Put the lines below into a numbered list, starting with the line that contains "request = locate the rowing" and going on through the line that contains "top-left (12, 166), bottom-right (792, 522)". Skip any blank lines.

• **Source records**:

▼▼▼

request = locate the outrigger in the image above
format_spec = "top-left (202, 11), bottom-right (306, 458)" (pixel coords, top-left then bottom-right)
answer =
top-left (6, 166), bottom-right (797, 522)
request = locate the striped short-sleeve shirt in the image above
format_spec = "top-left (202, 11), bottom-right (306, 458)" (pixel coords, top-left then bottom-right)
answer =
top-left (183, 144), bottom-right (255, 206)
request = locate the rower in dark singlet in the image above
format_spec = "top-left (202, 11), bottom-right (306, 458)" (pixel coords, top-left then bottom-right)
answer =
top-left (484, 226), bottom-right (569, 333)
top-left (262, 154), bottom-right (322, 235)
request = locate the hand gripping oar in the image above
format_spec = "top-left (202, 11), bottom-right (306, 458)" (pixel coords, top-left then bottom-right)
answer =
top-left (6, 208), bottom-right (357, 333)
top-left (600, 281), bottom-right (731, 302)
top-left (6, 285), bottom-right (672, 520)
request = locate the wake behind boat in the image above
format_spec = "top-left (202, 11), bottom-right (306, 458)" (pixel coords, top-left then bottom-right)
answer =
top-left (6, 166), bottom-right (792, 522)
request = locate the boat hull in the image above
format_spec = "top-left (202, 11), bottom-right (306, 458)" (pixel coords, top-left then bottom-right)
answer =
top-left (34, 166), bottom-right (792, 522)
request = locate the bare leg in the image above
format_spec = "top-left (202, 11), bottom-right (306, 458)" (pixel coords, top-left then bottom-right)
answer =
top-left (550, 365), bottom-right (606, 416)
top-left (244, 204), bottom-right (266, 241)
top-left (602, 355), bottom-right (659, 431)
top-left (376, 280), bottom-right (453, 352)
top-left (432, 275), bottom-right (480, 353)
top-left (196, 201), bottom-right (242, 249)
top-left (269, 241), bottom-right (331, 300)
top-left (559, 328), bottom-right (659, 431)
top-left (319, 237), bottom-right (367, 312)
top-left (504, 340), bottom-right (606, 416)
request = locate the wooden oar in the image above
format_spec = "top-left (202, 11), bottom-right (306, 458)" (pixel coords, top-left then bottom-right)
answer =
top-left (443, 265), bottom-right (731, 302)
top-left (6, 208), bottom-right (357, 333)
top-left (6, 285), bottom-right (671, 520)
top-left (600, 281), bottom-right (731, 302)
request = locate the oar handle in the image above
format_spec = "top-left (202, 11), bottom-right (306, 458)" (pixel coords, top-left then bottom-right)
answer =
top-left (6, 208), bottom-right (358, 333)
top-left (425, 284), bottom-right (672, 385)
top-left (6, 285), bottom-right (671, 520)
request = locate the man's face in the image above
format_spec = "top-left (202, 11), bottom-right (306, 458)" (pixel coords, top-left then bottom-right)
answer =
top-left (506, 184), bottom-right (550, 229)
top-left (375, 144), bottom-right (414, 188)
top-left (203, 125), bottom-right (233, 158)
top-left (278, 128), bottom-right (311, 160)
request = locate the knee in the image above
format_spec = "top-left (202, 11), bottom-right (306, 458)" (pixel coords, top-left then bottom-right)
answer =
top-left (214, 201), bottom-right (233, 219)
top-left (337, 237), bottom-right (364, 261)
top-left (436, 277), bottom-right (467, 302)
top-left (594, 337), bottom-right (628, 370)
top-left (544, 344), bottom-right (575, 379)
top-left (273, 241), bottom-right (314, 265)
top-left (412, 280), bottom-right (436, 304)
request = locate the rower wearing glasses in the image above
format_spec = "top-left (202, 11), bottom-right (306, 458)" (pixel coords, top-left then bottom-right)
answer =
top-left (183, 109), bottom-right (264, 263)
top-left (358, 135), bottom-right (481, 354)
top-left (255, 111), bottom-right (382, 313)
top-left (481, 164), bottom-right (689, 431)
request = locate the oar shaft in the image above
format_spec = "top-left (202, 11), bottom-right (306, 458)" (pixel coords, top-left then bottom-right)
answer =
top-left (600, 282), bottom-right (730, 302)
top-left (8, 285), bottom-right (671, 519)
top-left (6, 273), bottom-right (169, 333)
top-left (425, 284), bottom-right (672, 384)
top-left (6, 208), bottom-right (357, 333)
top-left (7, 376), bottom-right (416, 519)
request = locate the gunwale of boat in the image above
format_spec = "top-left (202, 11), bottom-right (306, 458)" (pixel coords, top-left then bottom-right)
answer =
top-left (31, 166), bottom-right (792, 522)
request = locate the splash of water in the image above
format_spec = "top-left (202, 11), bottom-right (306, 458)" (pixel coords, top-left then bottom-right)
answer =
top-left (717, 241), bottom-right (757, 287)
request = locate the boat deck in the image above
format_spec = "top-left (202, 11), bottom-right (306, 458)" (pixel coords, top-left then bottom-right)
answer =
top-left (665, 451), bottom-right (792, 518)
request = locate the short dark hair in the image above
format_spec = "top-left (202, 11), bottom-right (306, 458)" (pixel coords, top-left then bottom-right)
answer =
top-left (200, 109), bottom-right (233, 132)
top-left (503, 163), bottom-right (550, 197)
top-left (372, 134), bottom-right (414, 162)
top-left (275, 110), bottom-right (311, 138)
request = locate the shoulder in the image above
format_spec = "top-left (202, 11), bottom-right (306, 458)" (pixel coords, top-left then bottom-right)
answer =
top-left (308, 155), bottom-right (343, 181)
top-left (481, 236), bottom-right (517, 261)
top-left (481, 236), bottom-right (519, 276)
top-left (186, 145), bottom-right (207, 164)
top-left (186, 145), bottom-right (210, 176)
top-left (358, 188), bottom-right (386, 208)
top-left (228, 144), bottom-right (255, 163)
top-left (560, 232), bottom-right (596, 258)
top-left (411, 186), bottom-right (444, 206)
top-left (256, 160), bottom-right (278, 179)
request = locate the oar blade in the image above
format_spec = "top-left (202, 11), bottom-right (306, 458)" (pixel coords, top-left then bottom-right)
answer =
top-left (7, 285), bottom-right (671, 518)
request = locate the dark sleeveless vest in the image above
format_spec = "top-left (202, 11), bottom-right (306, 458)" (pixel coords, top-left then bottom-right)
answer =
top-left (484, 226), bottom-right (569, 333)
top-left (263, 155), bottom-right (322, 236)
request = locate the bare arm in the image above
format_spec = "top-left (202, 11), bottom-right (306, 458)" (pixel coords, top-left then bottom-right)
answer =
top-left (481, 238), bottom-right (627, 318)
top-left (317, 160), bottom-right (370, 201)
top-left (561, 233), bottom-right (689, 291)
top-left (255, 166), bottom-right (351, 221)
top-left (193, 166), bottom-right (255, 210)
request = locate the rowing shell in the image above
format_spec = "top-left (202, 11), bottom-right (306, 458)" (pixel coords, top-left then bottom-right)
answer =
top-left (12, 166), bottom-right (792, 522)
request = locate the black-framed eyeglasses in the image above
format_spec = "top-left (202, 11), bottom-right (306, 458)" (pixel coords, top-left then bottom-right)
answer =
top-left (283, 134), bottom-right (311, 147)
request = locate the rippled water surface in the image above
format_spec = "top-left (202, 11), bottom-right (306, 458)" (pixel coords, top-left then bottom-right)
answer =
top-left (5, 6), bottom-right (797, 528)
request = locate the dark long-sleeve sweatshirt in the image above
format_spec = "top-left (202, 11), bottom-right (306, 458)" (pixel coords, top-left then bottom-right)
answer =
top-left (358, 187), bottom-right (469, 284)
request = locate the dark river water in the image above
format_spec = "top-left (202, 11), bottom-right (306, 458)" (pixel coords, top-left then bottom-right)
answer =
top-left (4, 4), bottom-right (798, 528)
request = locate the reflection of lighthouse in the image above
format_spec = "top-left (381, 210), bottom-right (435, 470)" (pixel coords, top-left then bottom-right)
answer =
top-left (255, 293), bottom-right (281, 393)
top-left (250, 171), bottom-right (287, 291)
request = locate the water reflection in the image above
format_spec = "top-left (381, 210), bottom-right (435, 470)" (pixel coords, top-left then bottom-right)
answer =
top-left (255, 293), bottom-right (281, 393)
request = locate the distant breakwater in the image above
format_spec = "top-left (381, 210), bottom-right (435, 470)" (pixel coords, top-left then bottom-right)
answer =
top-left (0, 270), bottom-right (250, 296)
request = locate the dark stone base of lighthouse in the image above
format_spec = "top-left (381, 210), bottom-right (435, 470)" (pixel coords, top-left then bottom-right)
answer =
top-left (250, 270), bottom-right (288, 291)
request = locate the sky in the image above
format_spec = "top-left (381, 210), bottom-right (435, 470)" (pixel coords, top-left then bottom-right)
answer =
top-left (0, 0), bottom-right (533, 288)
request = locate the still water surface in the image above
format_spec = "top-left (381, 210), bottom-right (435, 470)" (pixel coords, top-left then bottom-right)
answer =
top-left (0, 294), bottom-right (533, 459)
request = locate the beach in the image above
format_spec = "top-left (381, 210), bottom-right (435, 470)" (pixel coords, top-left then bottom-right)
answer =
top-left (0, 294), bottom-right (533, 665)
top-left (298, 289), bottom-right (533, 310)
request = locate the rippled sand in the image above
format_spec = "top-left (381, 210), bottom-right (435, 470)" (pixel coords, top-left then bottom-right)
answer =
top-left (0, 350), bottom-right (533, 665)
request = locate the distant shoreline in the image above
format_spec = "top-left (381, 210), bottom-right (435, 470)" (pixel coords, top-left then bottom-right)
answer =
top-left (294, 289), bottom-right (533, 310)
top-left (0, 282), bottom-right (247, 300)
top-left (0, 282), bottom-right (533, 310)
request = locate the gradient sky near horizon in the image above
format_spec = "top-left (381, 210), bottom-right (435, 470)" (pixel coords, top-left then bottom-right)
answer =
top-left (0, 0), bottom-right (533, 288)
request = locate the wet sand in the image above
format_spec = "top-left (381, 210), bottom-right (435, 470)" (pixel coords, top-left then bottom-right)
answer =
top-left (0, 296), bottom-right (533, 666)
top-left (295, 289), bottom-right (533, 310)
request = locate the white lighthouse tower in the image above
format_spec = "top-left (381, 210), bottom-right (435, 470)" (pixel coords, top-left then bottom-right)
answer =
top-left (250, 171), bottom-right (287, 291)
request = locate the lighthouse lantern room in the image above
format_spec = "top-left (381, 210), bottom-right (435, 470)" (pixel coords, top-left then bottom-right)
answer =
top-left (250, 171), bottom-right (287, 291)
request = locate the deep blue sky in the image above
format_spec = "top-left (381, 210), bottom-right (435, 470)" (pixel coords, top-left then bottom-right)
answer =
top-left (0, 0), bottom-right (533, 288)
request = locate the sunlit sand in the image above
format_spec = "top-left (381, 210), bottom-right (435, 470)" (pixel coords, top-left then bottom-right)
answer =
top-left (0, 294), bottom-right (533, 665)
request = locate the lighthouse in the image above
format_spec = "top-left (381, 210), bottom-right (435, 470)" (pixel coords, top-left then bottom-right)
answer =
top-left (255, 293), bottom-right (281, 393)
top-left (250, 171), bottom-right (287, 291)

▲▲▲

• **Response to this task**:
1. request = locate the rowing shell in the image above
2. format_spec = "top-left (202, 11), bottom-right (306, 458)" (pixel coords, top-left then bottom-right)
3. answer =
4. top-left (12, 166), bottom-right (792, 522)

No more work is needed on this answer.